> **PROBLEM TO WORK ON**: Locate the line that contains "Target: dog's chin". Print it and each following line through the end of the listing, verbatim, and nothing more.
************
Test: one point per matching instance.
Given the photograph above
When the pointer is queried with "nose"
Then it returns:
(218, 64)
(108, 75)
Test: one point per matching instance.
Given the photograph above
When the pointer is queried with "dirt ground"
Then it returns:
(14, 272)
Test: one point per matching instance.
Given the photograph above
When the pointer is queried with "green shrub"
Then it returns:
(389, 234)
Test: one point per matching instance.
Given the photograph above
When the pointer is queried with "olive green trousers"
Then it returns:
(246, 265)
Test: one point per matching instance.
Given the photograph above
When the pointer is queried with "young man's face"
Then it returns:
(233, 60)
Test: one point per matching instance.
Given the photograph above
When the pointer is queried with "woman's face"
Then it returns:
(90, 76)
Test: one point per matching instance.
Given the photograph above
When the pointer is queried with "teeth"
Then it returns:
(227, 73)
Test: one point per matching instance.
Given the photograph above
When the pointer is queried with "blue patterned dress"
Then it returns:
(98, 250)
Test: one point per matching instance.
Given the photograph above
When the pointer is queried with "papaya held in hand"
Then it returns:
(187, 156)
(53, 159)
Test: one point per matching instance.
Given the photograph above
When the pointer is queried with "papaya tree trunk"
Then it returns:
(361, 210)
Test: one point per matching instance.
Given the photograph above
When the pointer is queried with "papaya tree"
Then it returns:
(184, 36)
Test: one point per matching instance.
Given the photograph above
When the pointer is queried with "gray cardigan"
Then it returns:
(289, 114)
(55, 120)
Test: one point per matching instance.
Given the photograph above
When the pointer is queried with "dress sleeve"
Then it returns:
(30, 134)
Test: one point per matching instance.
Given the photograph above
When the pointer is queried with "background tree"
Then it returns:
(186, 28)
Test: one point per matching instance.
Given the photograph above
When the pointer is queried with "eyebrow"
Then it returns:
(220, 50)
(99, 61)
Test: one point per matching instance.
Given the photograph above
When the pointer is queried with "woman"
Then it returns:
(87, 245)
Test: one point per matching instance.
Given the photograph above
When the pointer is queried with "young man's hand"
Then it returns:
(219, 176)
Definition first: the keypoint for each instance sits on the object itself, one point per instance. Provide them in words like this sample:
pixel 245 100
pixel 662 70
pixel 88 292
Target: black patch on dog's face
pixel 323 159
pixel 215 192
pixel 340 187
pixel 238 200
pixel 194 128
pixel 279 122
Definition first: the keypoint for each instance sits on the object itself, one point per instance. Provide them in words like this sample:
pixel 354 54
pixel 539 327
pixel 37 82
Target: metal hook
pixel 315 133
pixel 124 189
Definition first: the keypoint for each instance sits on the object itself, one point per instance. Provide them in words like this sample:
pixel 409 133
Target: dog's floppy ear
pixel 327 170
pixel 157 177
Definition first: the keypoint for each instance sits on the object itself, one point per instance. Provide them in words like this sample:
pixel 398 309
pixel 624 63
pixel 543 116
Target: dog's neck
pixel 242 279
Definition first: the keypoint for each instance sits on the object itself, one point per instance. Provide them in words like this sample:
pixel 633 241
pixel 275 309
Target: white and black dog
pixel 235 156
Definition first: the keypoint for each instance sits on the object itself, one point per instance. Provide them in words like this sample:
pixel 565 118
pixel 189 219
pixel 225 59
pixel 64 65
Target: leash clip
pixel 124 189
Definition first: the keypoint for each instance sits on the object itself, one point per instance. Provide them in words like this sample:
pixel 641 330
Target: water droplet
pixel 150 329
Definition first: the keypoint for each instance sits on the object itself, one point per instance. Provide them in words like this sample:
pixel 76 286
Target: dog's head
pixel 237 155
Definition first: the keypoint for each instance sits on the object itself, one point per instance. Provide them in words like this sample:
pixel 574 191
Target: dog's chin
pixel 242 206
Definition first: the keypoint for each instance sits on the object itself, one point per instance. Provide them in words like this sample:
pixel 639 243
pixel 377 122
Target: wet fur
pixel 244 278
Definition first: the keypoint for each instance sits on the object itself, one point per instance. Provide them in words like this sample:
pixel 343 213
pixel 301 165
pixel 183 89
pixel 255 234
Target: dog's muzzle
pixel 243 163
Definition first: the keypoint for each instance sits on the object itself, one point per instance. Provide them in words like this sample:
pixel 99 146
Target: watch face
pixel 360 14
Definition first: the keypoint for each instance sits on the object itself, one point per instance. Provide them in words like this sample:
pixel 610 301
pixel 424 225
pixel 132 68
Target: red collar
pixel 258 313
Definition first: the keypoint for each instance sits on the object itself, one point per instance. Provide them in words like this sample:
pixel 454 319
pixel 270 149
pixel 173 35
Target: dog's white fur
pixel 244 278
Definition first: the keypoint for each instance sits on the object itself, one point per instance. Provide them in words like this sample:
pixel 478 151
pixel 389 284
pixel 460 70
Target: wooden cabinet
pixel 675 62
************
> **SOLUTION TO THIS TASK**:
Target: dog's chin
pixel 242 206
Definition first: the keypoint for each instance sits on the object itself, one point per instance. Provide them in words like this sample:
pixel 639 243
pixel 377 122
Target: wet fur
pixel 244 278
Definition first: the keypoint for each instance sits on the object itself, one point per instance. Provide them in words like this sample:
pixel 343 213
pixel 301 165
pixel 183 89
pixel 255 234
Target: dog's muzzle
pixel 243 163
Definition first: the keypoint for each instance sits on the object itself, one point per instance. Provide them in words like this sample:
pixel 99 146
Target: watch face
pixel 360 14
Definition first: the keypoint for each instance sits on the object itself, one point per instance. Provide them in words like this sample:
pixel 610 301
pixel 424 225
pixel 132 68
Target: red collar
pixel 258 313
Definition first: the keypoint for each instance sits on the object itself, one point per instance. Provide them in words like this sample:
pixel 454 319
pixel 270 149
pixel 173 35
Target: dog's white fur
pixel 244 278
Definition first: the keypoint for each instance sits on the object itself, one point per instance. Provide them in words like this sample:
pixel 478 151
pixel 389 284
pixel 460 70
Target: wooden cabinet
pixel 675 62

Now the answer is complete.